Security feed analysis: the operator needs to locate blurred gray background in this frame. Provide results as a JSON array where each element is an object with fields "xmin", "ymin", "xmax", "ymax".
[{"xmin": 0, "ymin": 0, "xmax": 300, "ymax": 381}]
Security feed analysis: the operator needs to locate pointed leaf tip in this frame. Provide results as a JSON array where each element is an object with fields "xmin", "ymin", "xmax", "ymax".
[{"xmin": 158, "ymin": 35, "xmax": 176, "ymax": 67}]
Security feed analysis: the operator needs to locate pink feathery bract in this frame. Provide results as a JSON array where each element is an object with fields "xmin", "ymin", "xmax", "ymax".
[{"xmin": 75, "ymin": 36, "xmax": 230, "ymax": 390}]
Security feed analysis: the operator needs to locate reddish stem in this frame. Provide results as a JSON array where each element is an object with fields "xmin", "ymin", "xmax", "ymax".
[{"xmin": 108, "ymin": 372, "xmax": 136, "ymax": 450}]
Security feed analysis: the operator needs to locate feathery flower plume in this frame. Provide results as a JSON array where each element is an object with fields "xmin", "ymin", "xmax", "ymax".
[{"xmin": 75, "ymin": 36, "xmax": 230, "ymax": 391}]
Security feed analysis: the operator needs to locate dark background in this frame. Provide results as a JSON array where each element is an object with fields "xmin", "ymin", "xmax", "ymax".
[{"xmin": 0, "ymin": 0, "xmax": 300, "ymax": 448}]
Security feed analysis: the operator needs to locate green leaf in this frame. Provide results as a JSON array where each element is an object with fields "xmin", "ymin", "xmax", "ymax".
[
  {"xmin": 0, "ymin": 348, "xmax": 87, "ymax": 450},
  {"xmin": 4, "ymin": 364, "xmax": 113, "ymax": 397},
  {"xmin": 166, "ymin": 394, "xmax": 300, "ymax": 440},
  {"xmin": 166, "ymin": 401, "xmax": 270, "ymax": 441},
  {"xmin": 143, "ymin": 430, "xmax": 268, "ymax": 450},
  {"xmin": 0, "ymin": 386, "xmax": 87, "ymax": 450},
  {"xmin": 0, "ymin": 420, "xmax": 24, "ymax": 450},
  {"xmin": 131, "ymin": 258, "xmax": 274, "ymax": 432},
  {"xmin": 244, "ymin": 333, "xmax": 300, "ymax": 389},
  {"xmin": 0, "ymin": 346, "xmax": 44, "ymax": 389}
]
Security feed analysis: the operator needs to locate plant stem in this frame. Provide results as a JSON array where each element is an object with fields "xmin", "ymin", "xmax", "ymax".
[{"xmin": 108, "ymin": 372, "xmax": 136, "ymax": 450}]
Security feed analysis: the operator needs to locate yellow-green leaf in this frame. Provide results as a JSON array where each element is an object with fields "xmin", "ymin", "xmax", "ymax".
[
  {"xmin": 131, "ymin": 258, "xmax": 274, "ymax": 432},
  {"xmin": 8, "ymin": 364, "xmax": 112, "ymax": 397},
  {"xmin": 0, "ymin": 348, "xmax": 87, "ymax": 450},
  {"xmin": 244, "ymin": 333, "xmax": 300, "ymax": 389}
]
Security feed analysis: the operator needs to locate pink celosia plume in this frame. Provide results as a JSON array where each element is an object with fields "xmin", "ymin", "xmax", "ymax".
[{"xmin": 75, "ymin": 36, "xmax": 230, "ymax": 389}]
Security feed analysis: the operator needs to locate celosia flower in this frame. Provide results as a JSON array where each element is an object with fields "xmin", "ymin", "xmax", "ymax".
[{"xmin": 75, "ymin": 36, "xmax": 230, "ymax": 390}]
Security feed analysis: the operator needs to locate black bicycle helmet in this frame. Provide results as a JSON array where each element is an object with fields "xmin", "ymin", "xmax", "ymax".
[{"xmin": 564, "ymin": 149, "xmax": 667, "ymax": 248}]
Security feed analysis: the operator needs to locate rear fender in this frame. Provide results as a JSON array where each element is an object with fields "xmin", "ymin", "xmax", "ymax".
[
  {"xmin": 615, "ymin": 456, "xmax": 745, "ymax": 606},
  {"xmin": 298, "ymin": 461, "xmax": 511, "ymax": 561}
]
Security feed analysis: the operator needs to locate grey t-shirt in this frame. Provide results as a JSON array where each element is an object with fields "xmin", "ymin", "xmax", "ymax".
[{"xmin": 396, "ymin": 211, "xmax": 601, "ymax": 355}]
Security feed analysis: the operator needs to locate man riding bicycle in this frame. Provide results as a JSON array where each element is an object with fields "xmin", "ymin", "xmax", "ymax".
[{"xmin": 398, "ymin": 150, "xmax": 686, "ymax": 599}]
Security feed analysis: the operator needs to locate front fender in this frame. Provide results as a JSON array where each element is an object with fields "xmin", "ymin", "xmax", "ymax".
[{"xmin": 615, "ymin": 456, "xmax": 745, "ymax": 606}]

EXERCISE:
Copy every one of the records above word for word, changing nothing.

TASK RESPONSE:
Security feed analysis: the operator needs to locate blurred gray background in this frame. Provide results as a JSON array where each element is an object with fields "xmin", "ymin", "xmax", "ymax".
[{"xmin": 0, "ymin": 0, "xmax": 300, "ymax": 381}]
Security feed analysis: the operator needs to locate pointed leaf tip in this frame. Provide results as a JSON array where each element is an object with fields "xmin", "ymin", "xmax", "ymax".
[{"xmin": 158, "ymin": 35, "xmax": 176, "ymax": 67}]
Security feed analysis: the operator needs to locate pink feathery bract in this frame. Provide results as a JSON array where each element is an object with fields "xmin", "ymin", "xmax", "ymax".
[{"xmin": 75, "ymin": 36, "xmax": 230, "ymax": 390}]
Security feed analysis: the operator needs to locate reddish stem in this frame. Provide results as a JSON array where each element is an object with fields "xmin", "ymin", "xmax", "ymax".
[{"xmin": 108, "ymin": 372, "xmax": 136, "ymax": 450}]
Security feed analysis: the operator needs to locate feathery flower plume in this frame. Provide results as a JSON array where each element is an object with fields "xmin", "ymin", "xmax", "ymax".
[{"xmin": 75, "ymin": 36, "xmax": 230, "ymax": 391}]
Security feed analysis: the operator needs to locate dark background in this frame. Provide results as a JSON array where each element is an object with fields "xmin", "ymin", "xmax", "ymax".
[{"xmin": 0, "ymin": 0, "xmax": 300, "ymax": 448}]
Security feed analysis: the operator needs to locate green leaf in this frame. Provide results as a JSON array where each element is an object with fields "xmin", "ymin", "xmax", "ymax".
[
  {"xmin": 0, "ymin": 348, "xmax": 87, "ymax": 450},
  {"xmin": 4, "ymin": 364, "xmax": 113, "ymax": 397},
  {"xmin": 166, "ymin": 394, "xmax": 300, "ymax": 440},
  {"xmin": 166, "ymin": 401, "xmax": 270, "ymax": 441},
  {"xmin": 143, "ymin": 430, "xmax": 268, "ymax": 450},
  {"xmin": 0, "ymin": 386, "xmax": 87, "ymax": 450},
  {"xmin": 0, "ymin": 420, "xmax": 24, "ymax": 450},
  {"xmin": 131, "ymin": 258, "xmax": 274, "ymax": 432},
  {"xmin": 244, "ymin": 333, "xmax": 300, "ymax": 389},
  {"xmin": 0, "ymin": 346, "xmax": 44, "ymax": 389}
]
Security feed analysis: the operator needs to locate plant stem in this frame. Provide results as a JSON array where each element is an object with fields "xmin", "ymin", "xmax", "ymax".
[{"xmin": 108, "ymin": 372, "xmax": 136, "ymax": 450}]
Security feed analysis: the operator needs to locate yellow-green leaf in this frame. Provide results as a JSON array where each element is an object with fields "xmin", "ymin", "xmax", "ymax".
[
  {"xmin": 131, "ymin": 258, "xmax": 274, "ymax": 432},
  {"xmin": 8, "ymin": 364, "xmax": 112, "ymax": 397},
  {"xmin": 0, "ymin": 348, "xmax": 87, "ymax": 450},
  {"xmin": 244, "ymin": 333, "xmax": 300, "ymax": 389}
]
Security feed analysis: the operator needs to locate pink celosia plume in this frame. Provide results as a JSON array where each element is an object with fields "xmin", "ymin", "xmax", "ymax".
[{"xmin": 75, "ymin": 36, "xmax": 230, "ymax": 389}]
Security feed analysis: the operator needs to locate celosia flower in this frame. Provide results as a JSON array where each element is an object with fields "xmin", "ymin", "xmax", "ymax".
[{"xmin": 75, "ymin": 36, "xmax": 230, "ymax": 390}]
Security feed analysis: the operator needs to locate black bicycle helmet in this frame. Provide results as a JSON array where each element is an object with fields "xmin", "ymin", "xmax", "ymax".
[{"xmin": 564, "ymin": 149, "xmax": 667, "ymax": 248}]
Security feed analysis: the operator needs to locate rear fender in this frame. Provide results as a JSON array where each element is an object with fields "xmin", "ymin", "xmax", "ymax".
[
  {"xmin": 615, "ymin": 456, "xmax": 745, "ymax": 606},
  {"xmin": 298, "ymin": 461, "xmax": 511, "ymax": 561}
]
Security feed analysis: the operator needs to locate grey t-shirt in this frame. Provide results as a JSON array where each element is an object with fields "xmin", "ymin", "xmax", "ymax".
[{"xmin": 396, "ymin": 211, "xmax": 601, "ymax": 355}]
Security feed analysis: the operator needs to locate man riding bicycle in this frame. Provide results as a JSON array where each element is an object with fields "xmin", "ymin", "xmax", "ymax".
[{"xmin": 398, "ymin": 150, "xmax": 686, "ymax": 599}]
Security feed analysis: the operator needs to locate front fender in this frame. Provide results as a JSON array where each element is an object with fields "xmin", "ymin", "xmax", "ymax".
[{"xmin": 615, "ymin": 456, "xmax": 745, "ymax": 606}]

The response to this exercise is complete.